#### [SOURCE EXTRACT]
----
Do Birds of a Feather Flock Together? Speculator Herding in the World Oil Market
The past few years have witnessed unprecedented levels of volatility in oil and gas markets. The price of a barrel of crude oil has vaulted from less than $10 in the late 1990s to more than $70 as of mid-2006. Natural gas prices have also climbed sharply. This volatility and the causes behind it have been a source of concern to the public and policymakers.
Attracting particular scrutiny has been the role played by speculators, exemplified by a recent U.S. Senate report, The Role of Market Speculation in Rising Oil and Gas Prices: A Need to Put the Cop Back on the Beat (Permanent Subcommittee on Investigations, 27 June 2006). The report grew out of concern over the dramatic surge of speculative capital into oil and gas markets, primarily from hedge funds--investment funds that are largely unregulated and unavailable to the general public.
The Senate report claims that speculation contributes to oil-price volatility and recommends tighter controls on speculators. In contrast, RFF 2005-2006 Gilbert White Scholar Robert Weiner, in Do Birds of a Feather Flock Together? Speculator Herding in the World Oil Market (Discussion Paper 06-31), finds that speculators' influence on oil prices and price volatility is at best limited. The implications are clear: analysts and policymakers should spend less time following hedge-fund activity in oil, as well as capital flowing into commodities, and instead focus on supply and demand.
Any policy recommendation requires an understanding of the underlying causes of the current price spikes. If speculators exacerbate (or even cause) market instability, then society would benefit from policy measures restricting their activity. Such measures range from the "Tobin Tax" on speculative activity (which would tax foreign-exchange transactions) proposed by Nobel-prizewinner James Tobin, to stricter government regulation, to closing down markets entirely. Conversely, if speculation serves to mitigate volatility, then trading should be encouraged.
Views about the causes of high and volatile petroleum prices are numerous, however. One perspective focuses on "fundamentals"-- for example, political turmoil in oil-exporting countries or changes in supply and demand stemming from economic growth in China, India, and other countries. This view emphasizes increasing scarcity of petroleum as a non-renewable resource.
An alternative view is that speculators (traders from outside the oil industry seeking gains from price fluctuations) are behind volatility in these markets. Speculative activity in oil and other commodities is climbing rapidly with the expansion of hedge funds. Moreover, pension funds and other investors are sinking more capital into commodities, including oil.
Many analysts in the industry, governments, financial institutions, and the trade press take this view, pointing to the heightened volatility accompanying the rise in capital flows into commodity markets. While perhaps intuitively appealing, this view is not supported by any research, as none has been undertaken, and proponents have offered neither evidence nor a coherent rationale for speculators' effects on markets. In "Do Birds of a Feather Flock Together?" Weiner aims to provide both.
For speculators such as hedge funds to have a significant effect on oil prices, they must trade roughly in parallel-- that is, in the same direction. For example, if half the speculators are buying and half are selling on any given day, speculation cannot influence oil prices or volatility. The extent to which speculators act in parallel versus independently is an empirical question, but little hard evidence on speculators' actions is available to researchers and policymakers. As a result, policy recommendations are often made on the basis of anecdotes and ideology.
----
#### [RECORDED DATA]
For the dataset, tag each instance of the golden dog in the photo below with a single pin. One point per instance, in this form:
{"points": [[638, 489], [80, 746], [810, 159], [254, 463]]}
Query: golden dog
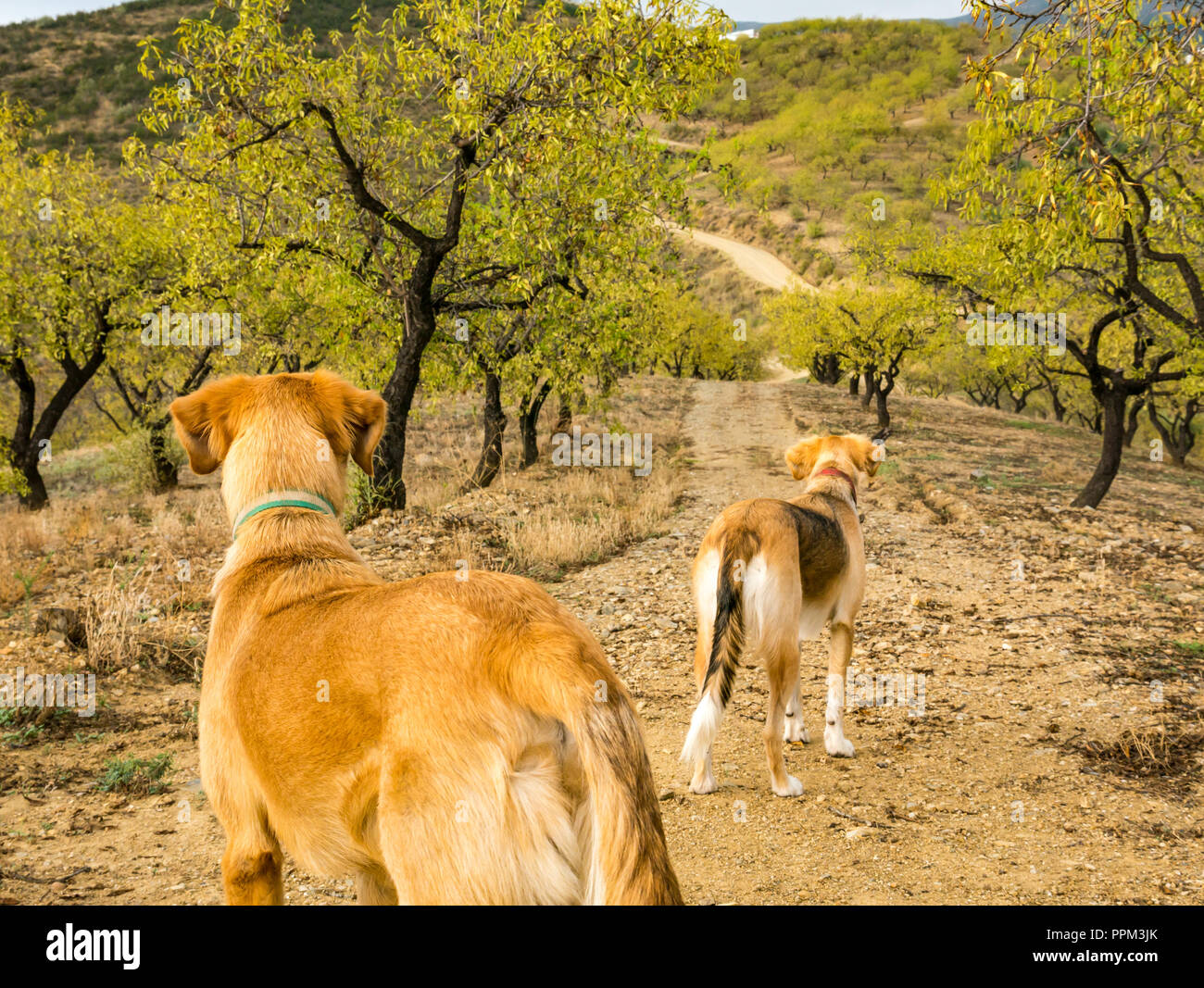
{"points": [[453, 738], [774, 571]]}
----
#### [PROBLEMS TO SOLVE]
1 – According to the oil speculation summary, why must speculators such as hedge funds trade roughly in the same direction to have a significant effect on oil prices? Answer in one to three sentences.
2 – Answer these from the oil speculation summary, one line each:
(a) What price range does it give for a barrel of crude oil between the late 1990s and mid-2006?
(b) What kind of transaction would the "Tobin Tax" tax?
(c) What discussion paper number does Weiner's study carry?
3 – Write the next part of the oil speculation summary, picking up after its last sentence.
The material has no connection to the oil speculation summary.

#### [SET OF ANSWERS]
1 – If speculators split evenly, with half buying and half selling on a given day, their trades offset one another. In that case speculation cannot influence oil prices or volatility, so it can matter only when they act roughly in parallel.

2 –
(a) From less than $10 in the late 1990s to more than $70 as of mid-2006.
(b) Foreign-exchange transactions.
(c) Discussion Paper 06-31.

3 –
"Do Birds of a Feather Flock Together?" takes advantage of a large, detailed database on individual trader positions in crude oil and heating oil futures to address the question of speculator behavior directly. The paper is exploratory, with focus on measuring and assessing the tendency of speculators to herd (trade in the same direction as a group) and flock (trade in the same direction as subgroups of traders of various types).
Weiner estimates the extent of parallel trading in the oil futures markets and finds that speculators as a group did not herd during the time period for which data are available. There is evidence that some subgroups of speculators tend to act in parallel, notably commodity-pool operators (the futures-market equivalent of mutual-fund managers). Even among subgroups that flock, however, the extent of parallel trading is modest.
Weiner concludes that speculators cannot affect oil prices much. Volatility may be a cause of the dramatic increase in speculative oil trading, but it is unlikely to be an effect. Instead, he suggests that volatility is related to shocks to oil supply and demand stemming from factors like geopolitics, weather, and economic growth. Policymakers--such as the authors of the U.S. Senate report--concerned about oil-market volatility should focus on these market fundamentals, rather than on speculation.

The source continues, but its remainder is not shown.